(Location labeling records)
━━━

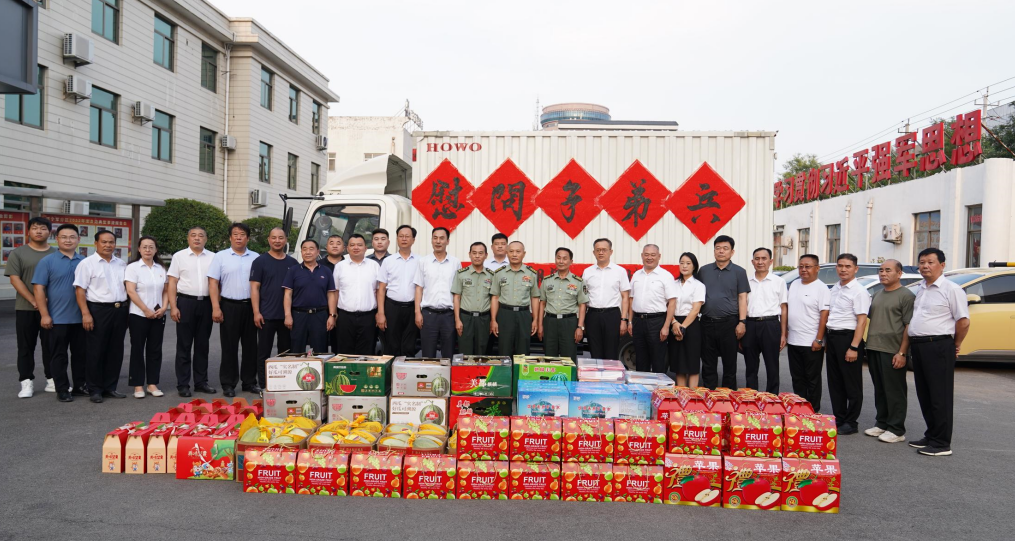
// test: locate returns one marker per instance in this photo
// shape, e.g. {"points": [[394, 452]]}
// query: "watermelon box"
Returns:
{"points": [[480, 376], [293, 374], [482, 479], [357, 375]]}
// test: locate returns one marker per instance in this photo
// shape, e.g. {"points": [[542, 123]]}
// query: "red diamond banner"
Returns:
{"points": [[704, 203], [635, 201], [444, 197], [506, 197], [571, 199]]}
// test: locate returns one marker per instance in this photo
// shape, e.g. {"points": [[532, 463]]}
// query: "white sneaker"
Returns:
{"points": [[889, 437]]}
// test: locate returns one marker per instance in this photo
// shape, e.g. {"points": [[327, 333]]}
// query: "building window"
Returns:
{"points": [[104, 118], [206, 153], [264, 165], [267, 85], [832, 233], [27, 109], [209, 68], [106, 18], [163, 43], [161, 137], [927, 231], [291, 171]]}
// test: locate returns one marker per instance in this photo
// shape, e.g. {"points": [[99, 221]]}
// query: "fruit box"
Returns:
{"points": [[639, 442], [351, 407], [693, 480], [587, 482], [536, 438], [357, 375], [479, 376], [695, 432], [530, 480], [482, 437], [378, 473], [643, 484], [430, 477], [483, 479], [270, 469], [751, 483], [418, 410], [811, 485], [469, 405], [293, 374], [809, 436], [542, 399], [588, 440], [755, 433]]}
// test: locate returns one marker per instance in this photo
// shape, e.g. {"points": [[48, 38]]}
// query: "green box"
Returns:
{"points": [[357, 376]]}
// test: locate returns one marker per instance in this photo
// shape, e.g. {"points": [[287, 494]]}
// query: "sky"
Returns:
{"points": [[830, 77]]}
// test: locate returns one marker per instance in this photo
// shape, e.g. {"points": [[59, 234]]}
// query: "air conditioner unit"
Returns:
{"points": [[259, 198], [78, 48], [892, 233]]}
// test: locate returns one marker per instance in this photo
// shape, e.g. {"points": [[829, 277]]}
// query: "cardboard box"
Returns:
{"points": [[357, 376], [481, 376], [351, 407], [542, 399], [420, 377]]}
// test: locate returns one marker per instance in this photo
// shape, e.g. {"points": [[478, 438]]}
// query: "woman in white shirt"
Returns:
{"points": [[685, 340], [145, 281]]}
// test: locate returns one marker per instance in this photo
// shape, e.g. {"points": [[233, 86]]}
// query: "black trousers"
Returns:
{"points": [[194, 330], [846, 380], [64, 337], [934, 373], [719, 339], [650, 353], [761, 339], [805, 370], [238, 330], [28, 328], [400, 339], [357, 332], [145, 349], [265, 340], [437, 328], [106, 346]]}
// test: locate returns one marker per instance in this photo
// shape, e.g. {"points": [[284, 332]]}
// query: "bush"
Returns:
{"points": [[168, 224]]}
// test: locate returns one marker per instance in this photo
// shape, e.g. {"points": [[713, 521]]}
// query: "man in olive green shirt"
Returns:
{"points": [[563, 299], [471, 290], [515, 303]]}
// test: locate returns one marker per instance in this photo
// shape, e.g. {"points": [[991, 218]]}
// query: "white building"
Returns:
{"points": [[952, 211]]}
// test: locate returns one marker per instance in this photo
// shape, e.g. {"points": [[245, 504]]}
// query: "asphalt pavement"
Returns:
{"points": [[53, 488]]}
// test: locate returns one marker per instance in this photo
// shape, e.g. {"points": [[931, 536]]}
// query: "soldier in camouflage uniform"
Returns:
{"points": [[471, 288]]}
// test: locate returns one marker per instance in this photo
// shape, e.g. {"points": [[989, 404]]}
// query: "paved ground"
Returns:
{"points": [[53, 488]]}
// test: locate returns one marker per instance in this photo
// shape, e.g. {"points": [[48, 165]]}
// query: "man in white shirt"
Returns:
{"points": [[654, 298], [433, 302], [765, 332], [940, 323], [849, 305], [190, 307], [356, 281], [396, 295], [806, 319], [102, 296], [229, 289], [609, 301]]}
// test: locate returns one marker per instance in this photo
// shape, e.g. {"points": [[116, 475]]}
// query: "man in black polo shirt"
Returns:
{"points": [[724, 315]]}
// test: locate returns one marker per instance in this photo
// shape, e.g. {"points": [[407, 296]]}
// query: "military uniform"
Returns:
{"points": [[515, 289], [474, 309], [562, 297]]}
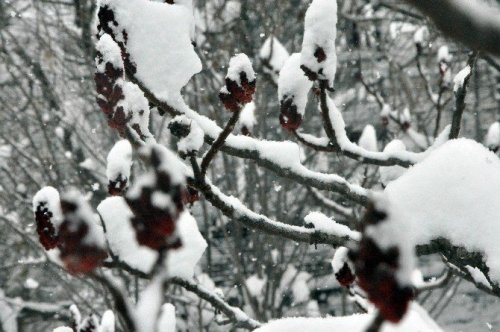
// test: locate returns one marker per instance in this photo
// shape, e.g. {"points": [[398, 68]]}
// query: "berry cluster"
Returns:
{"points": [[117, 186], [156, 200], [81, 248], [376, 270], [290, 118], [45, 227], [236, 94], [109, 87]]}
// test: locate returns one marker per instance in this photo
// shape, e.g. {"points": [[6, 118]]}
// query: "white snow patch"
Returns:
{"points": [[119, 161], [320, 30], [293, 83]]}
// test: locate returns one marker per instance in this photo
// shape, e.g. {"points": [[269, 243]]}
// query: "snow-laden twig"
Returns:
{"points": [[460, 90]]}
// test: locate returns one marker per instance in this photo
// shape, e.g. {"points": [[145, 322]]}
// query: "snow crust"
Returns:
{"points": [[240, 63], [167, 322], [390, 173], [454, 193], [120, 235], [417, 320], [110, 53], [493, 136], [123, 243], [340, 258], [293, 83], [84, 213], [119, 161], [459, 80], [368, 139], [320, 31], [159, 43], [478, 276], [247, 116], [50, 197], [325, 224]]}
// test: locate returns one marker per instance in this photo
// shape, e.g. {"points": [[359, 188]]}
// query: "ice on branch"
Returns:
{"points": [[273, 55], [247, 120], [155, 39], [293, 88], [318, 56], [320, 222], [156, 199], [493, 137], [120, 235], [452, 194], [122, 102], [417, 320], [119, 163], [190, 134], [107, 322], [82, 243], [182, 262], [343, 267], [239, 83], [461, 78], [167, 321], [137, 108], [48, 216], [478, 276], [123, 243], [391, 173], [368, 139]]}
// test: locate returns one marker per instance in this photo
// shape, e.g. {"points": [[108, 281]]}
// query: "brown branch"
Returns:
{"points": [[219, 142], [460, 95]]}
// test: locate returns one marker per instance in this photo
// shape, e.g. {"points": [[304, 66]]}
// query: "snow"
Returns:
{"points": [[137, 106], [194, 140], [460, 78], [119, 161], [255, 285], [123, 243], [293, 84], [120, 235], [417, 320], [493, 136], [478, 276], [84, 213], [110, 51], [107, 322], [149, 305], [240, 63], [346, 145], [166, 322], [454, 194], [247, 116], [320, 32], [390, 173], [273, 53], [444, 54], [31, 283], [63, 329], [182, 261], [368, 139], [325, 224], [159, 43], [340, 258], [49, 197]]}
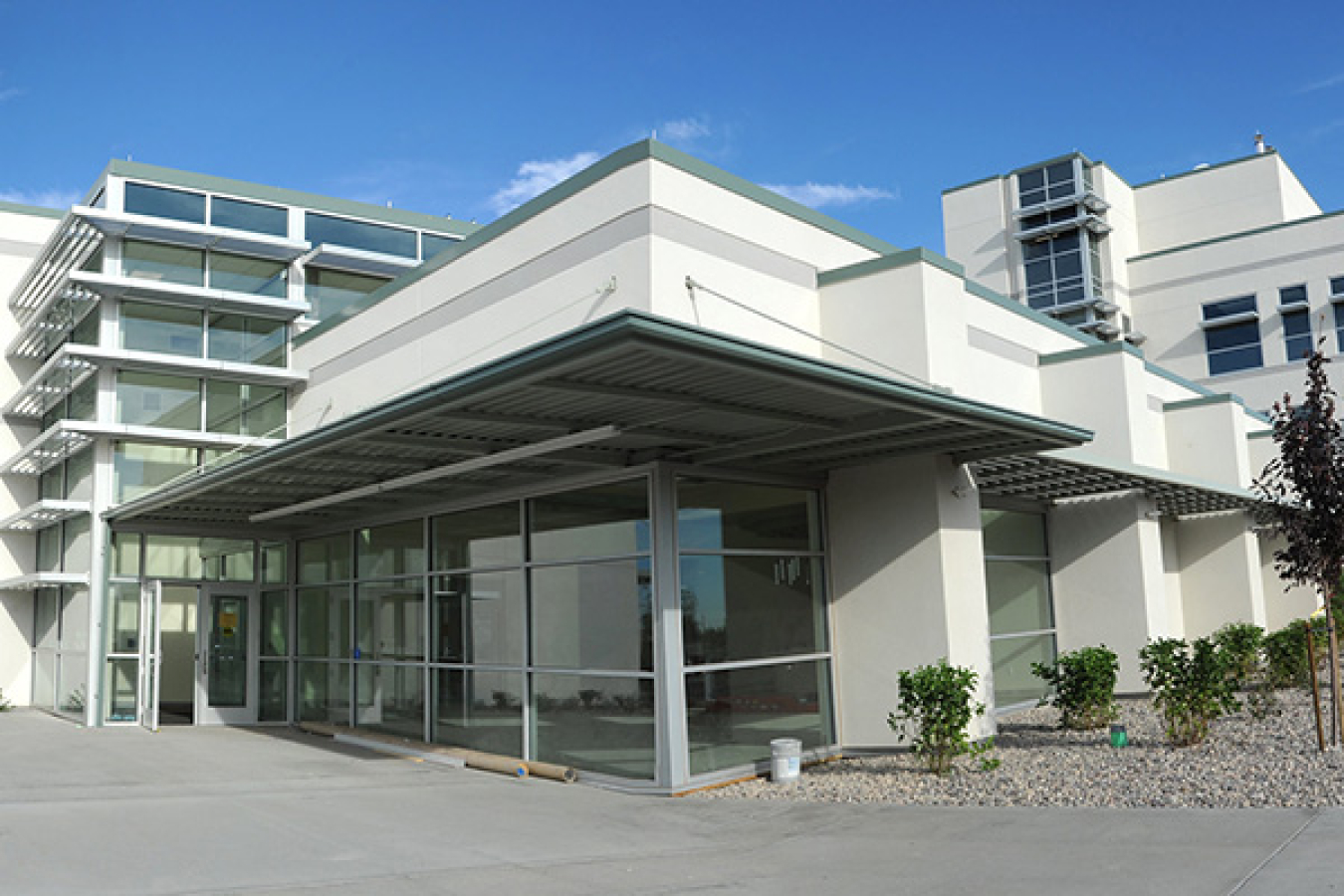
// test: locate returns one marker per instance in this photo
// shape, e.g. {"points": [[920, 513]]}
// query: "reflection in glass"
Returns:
{"points": [[479, 710], [160, 202], [163, 264], [593, 615], [479, 618], [481, 538], [252, 276], [607, 520], [1010, 661], [742, 516], [275, 689], [598, 723], [391, 550], [325, 559], [248, 340], [733, 715], [161, 328], [323, 622], [242, 215], [122, 676], [138, 468], [275, 623], [390, 699], [323, 692], [390, 621], [749, 607], [157, 399]]}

━━━

(JOB)
Transcribe the material exactly, leaving every picture out.

(RESULT OF THE EXERCISE)
// test: locate returns one marker per instance in this photo
// shape, e.g. {"points": [[394, 452]]}
// query: "watermelon box"
Returns:
{"points": [[480, 376], [293, 374], [482, 479], [357, 375]]}
// test: locate returns one marker per instance in this photo
// shape, e.g. {"points": [[542, 123]]}
// query: "red diamond banner"
Returns:
{"points": [[704, 203], [635, 201], [444, 197], [506, 197], [571, 199]]}
// test: locate returns one marker per instance in this photo
// shape, e.g. {"points": [[532, 463]]}
// query: "white sneaker"
Returns:
{"points": [[889, 437]]}
// test: locate returns one marker per instance in this photo
// shape, e.g. {"points": [[327, 333]]}
// query: "building window"
Returns:
{"points": [[104, 118], [206, 153], [264, 165], [267, 85], [832, 233], [27, 109], [209, 68], [106, 18], [163, 43], [161, 137], [927, 231], [291, 171]]}
// test: locate returns one marker per instance in this photo
// shape, e.g. {"points": [[99, 221]]}
// query: "fruit box"
Returns:
{"points": [[639, 442], [351, 407], [693, 480], [587, 482], [536, 438], [357, 375], [479, 376], [695, 432], [530, 480], [482, 437], [378, 473], [643, 484], [430, 477], [483, 479], [270, 469], [751, 483], [418, 410], [811, 485], [469, 405], [293, 374], [809, 436], [542, 399], [588, 440], [755, 433]]}
// test: locate returns one marker per instance in this photo
// shape, e.g. {"points": [[48, 38]]}
// query: "green box"
Returns:
{"points": [[357, 376]]}
// test: locate returns one marker per instance in this photo
// shape, e.g. {"points": [[287, 494]]}
// query: "sky"
Returns:
{"points": [[830, 77]]}
// test: locate returns one marker per instance in this photo
// shape, e.g. {"points": [[59, 234]]}
// query: "air conditioner unit"
Returns:
{"points": [[259, 198], [78, 48], [892, 233]]}
// test: locate returns one marker per instance in this photo
// shape, e.g. {"points": [[829, 277]]}
// query: "cardboard box"
Returns:
{"points": [[357, 376], [481, 376], [351, 407], [542, 399], [420, 377]]}
// test: locate returns one marker per instance in this photo
// shape, e.g. {"points": [[478, 438]]}
// query: "woman in white shirt"
Returns:
{"points": [[685, 340], [145, 281]]}
// test: locate returns one marker per instance in this photo
// shape, e.g. {"points": [[233, 86]]}
// query: "black trousers"
Returns:
{"points": [[194, 330], [846, 380], [64, 337], [934, 373], [719, 339], [650, 353], [761, 339], [805, 370], [238, 330], [28, 328], [400, 339], [357, 332], [145, 349], [265, 340], [437, 328], [106, 346]]}
// test: locate returns one marker per instance in this photo
// shape, e.g. {"points": [[284, 332]]}
// query: "bush"
Returns:
{"points": [[168, 224]]}
// test: locate returns one marker per instance in this photo
// shape, e.g. {"points": [[713, 521]]}
// query: "man in olive green shirt"
Returns:
{"points": [[563, 299], [471, 290], [515, 303]]}
// test: locate returns one marker per instance in this photo
// shape, e.g. {"points": [[991, 218]]}
// query: "white building"
Returns:
{"points": [[952, 211]]}
// test: locate returns one marker per instance in this photo
// shape, e.g. {"points": [[245, 504]]}
// query: "asphalt pavement"
Returns:
{"points": [[53, 488]]}
// test: locate returns one marker per instance in this photo
// shape, e.g. {"points": [[931, 536]]}
// query: "soldier in camouflage uniform"
Returns:
{"points": [[471, 288]]}
// test: locate returns one marker per instance in this photo
// shape, e.g. {"points": [[989, 404]]}
// query: "paved ground"
Returns:
{"points": [[53, 488]]}
// test: locate returns one marker per instance in this photo
// shape, e.g. {"points": [[48, 165]]}
// query: "man in white shirt"
Returns:
{"points": [[654, 298], [433, 302], [765, 332], [940, 323], [849, 305], [190, 307], [356, 281], [396, 295], [806, 319], [102, 296], [229, 289], [609, 301]]}
// test: locate returns one marker per instance in this photo
// shape, e.g. {"points": [[116, 475]]}
// query: "man in black polo shirt"
Returns:
{"points": [[724, 315]]}
// test: locate returns one marker per instance in this photo
// shape, e.g. {"points": [[407, 296]]}
// query: "military uniform"
Returns:
{"points": [[515, 289], [474, 309], [562, 297]]}
// test: locate returns one marker per instance in this photo
// shape, e.g. {"points": [[398, 68]]}
// query: "berry cluster"
Returns:
{"points": [[117, 186], [156, 200], [81, 248], [376, 270], [290, 118], [45, 227], [236, 94], [109, 87]]}
// test: locate returns one marker per instance in this photo
// shape, e.g. {"points": [[6, 118]]}
// query: "white snow patch"
Returns:
{"points": [[119, 161], [320, 30], [293, 83]]}
// test: locate returns one marker per instance in this photo
// shape, e.g. {"points": [[269, 243]]}
// query: "snow-laden twig"
Returns:
{"points": [[460, 90]]}
// test: locate returns one marker per instance in this photo
// shape, e.g. {"points": [[145, 322]]}
// query: "snow crust"
Returns:
{"points": [[240, 63], [167, 322], [390, 173], [454, 193], [120, 235], [417, 320], [110, 53], [493, 136], [123, 243], [340, 258], [293, 83], [84, 213], [119, 161], [459, 80], [368, 139], [320, 31], [159, 43], [478, 276], [247, 116], [50, 197], [325, 224]]}
// test: locate returns one marker per instance in this photo
// shape, e.g. {"points": [[359, 188]]}
// query: "ice on branch"
Returns:
{"points": [[273, 55], [247, 120], [155, 39], [293, 88], [318, 56], [320, 222], [156, 199], [493, 137], [120, 235], [452, 194], [122, 102], [417, 320], [119, 163], [190, 134], [107, 322], [82, 243], [182, 262], [343, 267], [239, 83], [461, 78], [167, 321], [137, 108], [48, 216], [478, 276], [123, 243], [391, 173], [368, 139]]}
// test: locate returns one marker per instance in this photo
// shape, e.g. {"points": [[108, 281]]}
// query: "brown branch"
Returns:
{"points": [[219, 142], [460, 95]]}
// test: locate returns one marker per instance in this photo
// shape, e.g. {"points": [[304, 66]]}
// query: "snow"
Returns:
{"points": [[137, 106], [194, 140], [460, 78], [119, 161], [255, 285], [123, 243], [293, 84], [120, 235], [417, 320], [493, 136], [478, 276], [84, 213], [110, 51], [107, 322], [149, 305], [240, 63], [346, 145], [166, 322], [454, 194], [247, 116], [320, 32], [390, 173], [273, 53], [444, 54], [31, 283], [63, 329], [182, 261], [368, 139], [325, 224], [159, 43], [340, 258], [49, 197]]}
// test: locate returns one marker per instance in this photo
// shape, e.g. {"points": [[920, 513]]}
// query: "reflection in glass"
Returns:
{"points": [[479, 710], [160, 202], [163, 264], [593, 615], [479, 618], [481, 538], [252, 276], [607, 520], [1010, 661], [742, 516], [275, 689], [598, 723], [391, 550], [325, 559], [248, 340], [733, 715], [161, 328], [323, 622], [242, 215], [122, 676], [138, 468], [275, 623], [390, 699], [323, 692], [390, 621], [749, 607], [157, 399]]}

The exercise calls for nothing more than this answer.